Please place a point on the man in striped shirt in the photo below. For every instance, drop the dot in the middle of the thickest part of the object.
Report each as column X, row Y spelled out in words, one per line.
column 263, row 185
--
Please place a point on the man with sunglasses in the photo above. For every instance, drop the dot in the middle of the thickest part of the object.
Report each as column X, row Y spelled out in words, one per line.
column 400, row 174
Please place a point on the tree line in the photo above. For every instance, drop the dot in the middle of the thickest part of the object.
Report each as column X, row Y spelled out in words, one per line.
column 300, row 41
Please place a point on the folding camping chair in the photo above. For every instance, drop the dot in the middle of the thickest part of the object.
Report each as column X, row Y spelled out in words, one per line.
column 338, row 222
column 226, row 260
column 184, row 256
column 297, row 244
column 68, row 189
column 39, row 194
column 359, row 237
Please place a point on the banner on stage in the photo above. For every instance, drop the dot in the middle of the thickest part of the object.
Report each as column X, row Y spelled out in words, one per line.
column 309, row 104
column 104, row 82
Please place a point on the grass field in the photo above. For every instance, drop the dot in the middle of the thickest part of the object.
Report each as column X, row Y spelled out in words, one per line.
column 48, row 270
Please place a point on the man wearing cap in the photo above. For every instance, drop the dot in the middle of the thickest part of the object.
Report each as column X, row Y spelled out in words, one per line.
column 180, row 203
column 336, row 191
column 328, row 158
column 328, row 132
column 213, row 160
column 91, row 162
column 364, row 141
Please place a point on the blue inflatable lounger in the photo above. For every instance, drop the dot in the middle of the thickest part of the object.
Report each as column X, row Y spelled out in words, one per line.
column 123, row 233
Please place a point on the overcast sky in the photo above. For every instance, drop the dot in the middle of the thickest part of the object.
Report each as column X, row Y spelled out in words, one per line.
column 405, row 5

• **Aim of the exercise**
Gather every line of the items above that contains the word "lounger" and copy each one out.

• **Correct answer**
Please place a point on the blue inflatable lounger in the photo above. For every instance, drop the dot in the middle of the thickest part of the object.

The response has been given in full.